§ GOAL: Reproduce the lines starting with the one containing "Tag each cucumber" and going on through the one containing "left=0, top=89, right=154, bottom=314", substituting "cucumber wedge" for "cucumber slice" and changing nothing else.

§ EXERCISE MATERIALS:
--- begin ---

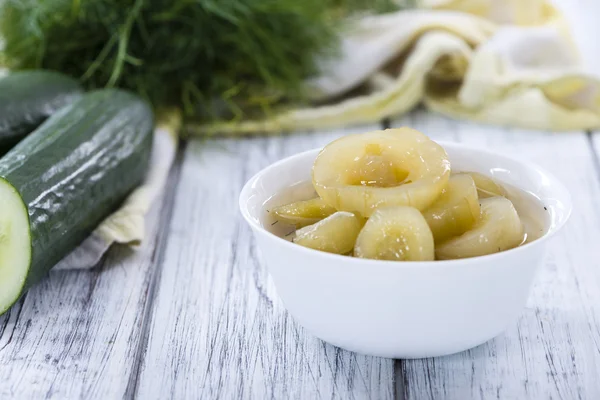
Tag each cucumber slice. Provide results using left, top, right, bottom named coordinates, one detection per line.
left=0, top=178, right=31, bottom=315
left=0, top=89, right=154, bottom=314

--- end ---
--- begin ---

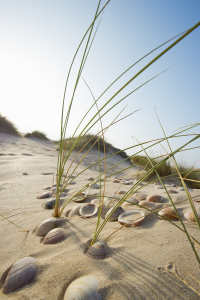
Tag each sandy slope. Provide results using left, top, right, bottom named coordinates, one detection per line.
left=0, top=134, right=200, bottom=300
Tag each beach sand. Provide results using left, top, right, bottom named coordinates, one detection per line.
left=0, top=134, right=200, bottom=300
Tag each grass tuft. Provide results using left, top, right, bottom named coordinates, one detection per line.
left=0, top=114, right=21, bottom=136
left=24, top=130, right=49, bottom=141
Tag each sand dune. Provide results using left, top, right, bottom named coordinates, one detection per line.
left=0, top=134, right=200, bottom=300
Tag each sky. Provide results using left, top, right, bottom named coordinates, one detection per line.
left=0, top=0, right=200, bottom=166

--- end ---

§ FINAL RESULT:
Tag each cucumber wedge. Provide results using left, top, right, bottom named coordinates, one detection per line.
left=0, top=178, right=31, bottom=315
left=0, top=89, right=154, bottom=314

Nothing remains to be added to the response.